### Entries
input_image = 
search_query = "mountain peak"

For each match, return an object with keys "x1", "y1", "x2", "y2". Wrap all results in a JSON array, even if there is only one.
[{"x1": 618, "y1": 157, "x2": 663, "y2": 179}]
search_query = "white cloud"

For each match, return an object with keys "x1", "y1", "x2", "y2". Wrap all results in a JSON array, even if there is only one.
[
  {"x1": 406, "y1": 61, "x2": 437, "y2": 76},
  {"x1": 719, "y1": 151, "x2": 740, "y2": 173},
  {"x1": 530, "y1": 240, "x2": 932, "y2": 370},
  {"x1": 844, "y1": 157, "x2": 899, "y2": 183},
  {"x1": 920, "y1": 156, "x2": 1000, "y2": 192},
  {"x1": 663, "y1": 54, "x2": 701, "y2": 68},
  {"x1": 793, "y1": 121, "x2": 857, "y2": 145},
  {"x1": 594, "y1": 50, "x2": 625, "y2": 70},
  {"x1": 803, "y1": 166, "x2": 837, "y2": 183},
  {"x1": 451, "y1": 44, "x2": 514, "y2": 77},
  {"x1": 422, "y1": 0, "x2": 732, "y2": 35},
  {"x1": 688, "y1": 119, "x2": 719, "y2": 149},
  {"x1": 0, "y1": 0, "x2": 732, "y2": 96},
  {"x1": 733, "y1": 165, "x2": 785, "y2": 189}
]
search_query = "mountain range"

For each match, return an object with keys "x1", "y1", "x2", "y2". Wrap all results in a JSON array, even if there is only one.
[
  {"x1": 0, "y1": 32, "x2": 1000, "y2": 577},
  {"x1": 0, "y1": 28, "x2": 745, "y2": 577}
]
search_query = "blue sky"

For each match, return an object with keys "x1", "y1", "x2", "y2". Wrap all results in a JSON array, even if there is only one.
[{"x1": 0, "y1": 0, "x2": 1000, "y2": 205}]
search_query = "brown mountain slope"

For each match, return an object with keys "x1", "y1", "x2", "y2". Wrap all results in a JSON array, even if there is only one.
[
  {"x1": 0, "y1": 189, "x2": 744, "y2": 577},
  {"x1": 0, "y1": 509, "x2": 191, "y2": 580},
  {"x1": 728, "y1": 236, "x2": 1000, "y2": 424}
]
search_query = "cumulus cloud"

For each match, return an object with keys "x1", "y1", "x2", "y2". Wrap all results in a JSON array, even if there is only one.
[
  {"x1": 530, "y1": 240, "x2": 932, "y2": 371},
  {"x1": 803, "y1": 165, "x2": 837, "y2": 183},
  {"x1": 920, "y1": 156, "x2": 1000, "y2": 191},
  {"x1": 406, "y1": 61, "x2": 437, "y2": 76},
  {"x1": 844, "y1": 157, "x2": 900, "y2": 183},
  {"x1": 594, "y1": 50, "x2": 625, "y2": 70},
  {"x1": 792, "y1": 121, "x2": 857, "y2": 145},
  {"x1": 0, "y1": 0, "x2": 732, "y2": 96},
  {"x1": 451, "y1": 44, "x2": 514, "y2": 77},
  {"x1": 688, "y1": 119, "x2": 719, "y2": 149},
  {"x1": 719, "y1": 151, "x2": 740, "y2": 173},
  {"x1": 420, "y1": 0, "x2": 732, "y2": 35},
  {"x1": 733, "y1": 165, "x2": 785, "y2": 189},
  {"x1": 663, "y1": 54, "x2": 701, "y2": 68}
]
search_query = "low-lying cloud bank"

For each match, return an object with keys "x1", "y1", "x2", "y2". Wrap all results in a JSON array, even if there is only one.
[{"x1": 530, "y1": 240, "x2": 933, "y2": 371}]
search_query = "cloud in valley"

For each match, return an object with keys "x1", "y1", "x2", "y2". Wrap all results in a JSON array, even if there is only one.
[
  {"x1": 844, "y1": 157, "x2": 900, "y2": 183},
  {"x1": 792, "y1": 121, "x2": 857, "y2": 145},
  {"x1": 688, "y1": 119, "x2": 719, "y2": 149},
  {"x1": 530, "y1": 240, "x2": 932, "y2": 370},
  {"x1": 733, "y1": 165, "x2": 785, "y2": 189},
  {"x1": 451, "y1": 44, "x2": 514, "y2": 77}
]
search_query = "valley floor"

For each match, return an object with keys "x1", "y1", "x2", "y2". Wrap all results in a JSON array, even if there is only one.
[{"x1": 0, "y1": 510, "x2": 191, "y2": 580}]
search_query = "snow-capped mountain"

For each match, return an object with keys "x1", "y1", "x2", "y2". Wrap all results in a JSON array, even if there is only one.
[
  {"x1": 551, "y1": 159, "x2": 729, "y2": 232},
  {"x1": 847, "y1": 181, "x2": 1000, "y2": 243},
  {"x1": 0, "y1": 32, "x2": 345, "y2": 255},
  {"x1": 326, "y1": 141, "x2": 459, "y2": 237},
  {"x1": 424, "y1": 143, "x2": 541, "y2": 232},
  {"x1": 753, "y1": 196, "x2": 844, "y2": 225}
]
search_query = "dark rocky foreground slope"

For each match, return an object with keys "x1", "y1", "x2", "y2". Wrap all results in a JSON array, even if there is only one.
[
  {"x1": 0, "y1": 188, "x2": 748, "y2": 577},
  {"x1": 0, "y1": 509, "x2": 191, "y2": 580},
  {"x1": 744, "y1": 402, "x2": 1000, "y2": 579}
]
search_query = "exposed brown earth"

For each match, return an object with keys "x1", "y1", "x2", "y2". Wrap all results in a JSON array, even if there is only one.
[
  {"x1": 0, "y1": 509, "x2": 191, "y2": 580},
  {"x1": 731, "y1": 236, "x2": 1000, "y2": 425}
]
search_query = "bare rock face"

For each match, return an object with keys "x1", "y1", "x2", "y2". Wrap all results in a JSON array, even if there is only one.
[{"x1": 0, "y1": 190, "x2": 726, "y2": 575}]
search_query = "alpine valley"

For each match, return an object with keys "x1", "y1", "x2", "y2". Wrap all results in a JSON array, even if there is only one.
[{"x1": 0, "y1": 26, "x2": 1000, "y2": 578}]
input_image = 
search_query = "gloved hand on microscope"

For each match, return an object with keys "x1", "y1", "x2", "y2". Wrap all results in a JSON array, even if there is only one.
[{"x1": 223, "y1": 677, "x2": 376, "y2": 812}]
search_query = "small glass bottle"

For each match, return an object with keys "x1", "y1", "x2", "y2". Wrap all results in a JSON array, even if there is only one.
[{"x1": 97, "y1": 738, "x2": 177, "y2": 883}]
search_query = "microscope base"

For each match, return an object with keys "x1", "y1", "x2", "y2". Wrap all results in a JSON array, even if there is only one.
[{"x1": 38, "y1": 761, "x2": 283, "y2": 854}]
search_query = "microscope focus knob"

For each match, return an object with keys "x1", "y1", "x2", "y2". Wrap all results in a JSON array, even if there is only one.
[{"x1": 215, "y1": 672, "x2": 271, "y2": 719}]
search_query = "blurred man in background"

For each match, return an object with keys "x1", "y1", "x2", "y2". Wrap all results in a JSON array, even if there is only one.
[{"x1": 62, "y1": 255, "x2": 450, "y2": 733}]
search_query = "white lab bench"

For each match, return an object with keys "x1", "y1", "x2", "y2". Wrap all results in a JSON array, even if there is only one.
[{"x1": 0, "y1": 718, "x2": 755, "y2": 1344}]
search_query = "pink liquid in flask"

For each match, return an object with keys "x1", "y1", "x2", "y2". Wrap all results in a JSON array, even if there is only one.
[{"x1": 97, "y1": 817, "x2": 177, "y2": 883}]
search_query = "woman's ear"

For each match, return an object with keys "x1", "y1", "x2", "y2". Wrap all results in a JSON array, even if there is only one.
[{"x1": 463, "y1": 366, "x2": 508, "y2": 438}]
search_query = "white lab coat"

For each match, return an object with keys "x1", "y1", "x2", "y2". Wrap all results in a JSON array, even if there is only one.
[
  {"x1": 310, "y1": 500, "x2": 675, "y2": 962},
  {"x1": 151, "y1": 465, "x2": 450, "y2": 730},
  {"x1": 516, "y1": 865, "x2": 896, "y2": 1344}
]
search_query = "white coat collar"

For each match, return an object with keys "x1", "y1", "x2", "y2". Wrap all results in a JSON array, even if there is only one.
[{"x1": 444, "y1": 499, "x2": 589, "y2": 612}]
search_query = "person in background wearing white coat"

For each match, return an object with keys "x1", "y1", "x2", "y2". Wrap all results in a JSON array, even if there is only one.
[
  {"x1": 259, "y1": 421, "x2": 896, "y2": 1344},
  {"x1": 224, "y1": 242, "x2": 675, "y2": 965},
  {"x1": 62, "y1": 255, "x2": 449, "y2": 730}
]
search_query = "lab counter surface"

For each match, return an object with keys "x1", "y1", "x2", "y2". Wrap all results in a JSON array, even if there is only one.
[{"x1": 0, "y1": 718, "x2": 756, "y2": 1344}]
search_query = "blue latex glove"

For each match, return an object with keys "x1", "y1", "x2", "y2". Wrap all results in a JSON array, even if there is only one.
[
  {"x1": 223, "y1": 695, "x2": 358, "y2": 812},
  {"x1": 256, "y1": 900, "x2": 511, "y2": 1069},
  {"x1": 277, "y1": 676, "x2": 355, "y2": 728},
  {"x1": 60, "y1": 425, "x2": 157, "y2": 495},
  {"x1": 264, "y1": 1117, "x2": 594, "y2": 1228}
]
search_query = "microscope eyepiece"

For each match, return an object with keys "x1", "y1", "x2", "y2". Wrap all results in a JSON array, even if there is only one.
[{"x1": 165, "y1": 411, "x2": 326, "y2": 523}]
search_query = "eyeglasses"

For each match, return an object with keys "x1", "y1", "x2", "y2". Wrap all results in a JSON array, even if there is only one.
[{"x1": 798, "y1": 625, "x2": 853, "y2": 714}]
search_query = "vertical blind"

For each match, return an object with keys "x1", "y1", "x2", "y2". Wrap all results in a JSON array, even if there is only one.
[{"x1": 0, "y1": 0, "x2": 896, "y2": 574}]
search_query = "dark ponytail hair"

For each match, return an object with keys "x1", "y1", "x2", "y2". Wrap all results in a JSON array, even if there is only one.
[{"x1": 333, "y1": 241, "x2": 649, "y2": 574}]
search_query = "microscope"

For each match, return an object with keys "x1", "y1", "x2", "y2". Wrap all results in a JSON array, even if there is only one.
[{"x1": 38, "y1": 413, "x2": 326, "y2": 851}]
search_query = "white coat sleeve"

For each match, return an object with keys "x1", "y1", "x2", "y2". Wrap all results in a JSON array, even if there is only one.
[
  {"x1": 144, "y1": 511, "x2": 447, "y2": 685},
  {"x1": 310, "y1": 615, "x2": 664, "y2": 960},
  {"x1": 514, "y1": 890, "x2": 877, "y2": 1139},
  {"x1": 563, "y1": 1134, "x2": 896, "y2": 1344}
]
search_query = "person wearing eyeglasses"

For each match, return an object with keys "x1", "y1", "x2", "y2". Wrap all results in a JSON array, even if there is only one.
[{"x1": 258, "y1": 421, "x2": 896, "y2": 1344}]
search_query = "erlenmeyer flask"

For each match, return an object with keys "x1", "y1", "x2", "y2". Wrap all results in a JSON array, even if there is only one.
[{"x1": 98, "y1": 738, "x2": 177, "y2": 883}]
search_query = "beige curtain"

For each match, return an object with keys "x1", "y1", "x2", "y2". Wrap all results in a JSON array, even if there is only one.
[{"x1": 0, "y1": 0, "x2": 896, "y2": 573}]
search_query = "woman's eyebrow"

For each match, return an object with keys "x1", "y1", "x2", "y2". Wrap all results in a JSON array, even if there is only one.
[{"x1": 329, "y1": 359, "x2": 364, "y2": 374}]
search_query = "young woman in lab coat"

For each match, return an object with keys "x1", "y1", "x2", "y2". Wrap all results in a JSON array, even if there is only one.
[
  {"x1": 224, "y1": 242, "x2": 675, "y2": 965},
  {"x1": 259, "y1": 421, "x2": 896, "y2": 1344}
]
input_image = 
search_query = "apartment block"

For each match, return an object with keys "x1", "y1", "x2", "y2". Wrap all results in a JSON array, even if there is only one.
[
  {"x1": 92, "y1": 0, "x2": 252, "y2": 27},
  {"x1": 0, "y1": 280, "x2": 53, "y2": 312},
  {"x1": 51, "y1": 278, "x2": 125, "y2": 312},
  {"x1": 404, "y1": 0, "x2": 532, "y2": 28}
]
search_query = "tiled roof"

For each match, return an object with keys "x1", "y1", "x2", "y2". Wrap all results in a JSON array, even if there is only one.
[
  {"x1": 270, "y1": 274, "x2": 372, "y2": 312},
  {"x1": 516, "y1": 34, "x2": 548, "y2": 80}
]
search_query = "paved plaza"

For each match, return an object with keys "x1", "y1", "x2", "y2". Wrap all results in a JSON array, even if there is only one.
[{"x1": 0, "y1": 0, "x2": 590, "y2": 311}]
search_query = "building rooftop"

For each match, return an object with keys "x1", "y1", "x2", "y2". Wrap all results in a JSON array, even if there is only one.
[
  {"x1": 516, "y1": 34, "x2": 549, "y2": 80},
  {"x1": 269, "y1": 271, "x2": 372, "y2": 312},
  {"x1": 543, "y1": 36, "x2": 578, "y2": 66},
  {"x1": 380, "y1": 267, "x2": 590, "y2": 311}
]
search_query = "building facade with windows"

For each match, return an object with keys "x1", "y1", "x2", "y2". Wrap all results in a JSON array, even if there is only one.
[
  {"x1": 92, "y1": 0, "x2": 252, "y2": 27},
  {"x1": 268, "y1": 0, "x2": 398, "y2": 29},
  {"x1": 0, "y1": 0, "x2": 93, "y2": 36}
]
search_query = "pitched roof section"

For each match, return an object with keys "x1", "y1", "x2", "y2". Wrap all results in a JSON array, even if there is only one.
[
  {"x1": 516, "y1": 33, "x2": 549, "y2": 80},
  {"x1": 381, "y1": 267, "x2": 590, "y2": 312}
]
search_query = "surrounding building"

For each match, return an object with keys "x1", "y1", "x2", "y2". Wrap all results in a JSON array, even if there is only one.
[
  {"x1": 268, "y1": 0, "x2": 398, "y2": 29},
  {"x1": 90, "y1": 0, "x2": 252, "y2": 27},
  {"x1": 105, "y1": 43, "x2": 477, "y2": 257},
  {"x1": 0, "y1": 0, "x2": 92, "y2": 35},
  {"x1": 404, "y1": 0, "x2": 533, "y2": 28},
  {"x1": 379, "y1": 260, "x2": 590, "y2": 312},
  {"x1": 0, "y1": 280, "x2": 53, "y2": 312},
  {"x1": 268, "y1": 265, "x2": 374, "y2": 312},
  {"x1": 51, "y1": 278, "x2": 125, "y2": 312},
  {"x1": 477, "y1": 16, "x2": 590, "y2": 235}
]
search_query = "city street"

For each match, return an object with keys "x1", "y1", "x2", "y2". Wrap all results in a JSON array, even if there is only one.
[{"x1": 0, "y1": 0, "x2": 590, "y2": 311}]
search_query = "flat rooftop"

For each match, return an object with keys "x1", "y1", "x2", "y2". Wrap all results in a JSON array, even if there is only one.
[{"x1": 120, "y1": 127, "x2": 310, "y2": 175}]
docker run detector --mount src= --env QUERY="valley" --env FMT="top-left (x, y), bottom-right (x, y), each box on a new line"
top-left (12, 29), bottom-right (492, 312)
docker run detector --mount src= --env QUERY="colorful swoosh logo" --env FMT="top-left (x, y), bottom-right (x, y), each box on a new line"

### Work to complete
Report every line of the material that contains the string "microscope".

### Completed exercise
search_query = "gloved hand on microscope"
search_query = "microscope base"
search_query = "microscope focus knob"
search_query = "microscope eyepiece"
search_query = "microscope"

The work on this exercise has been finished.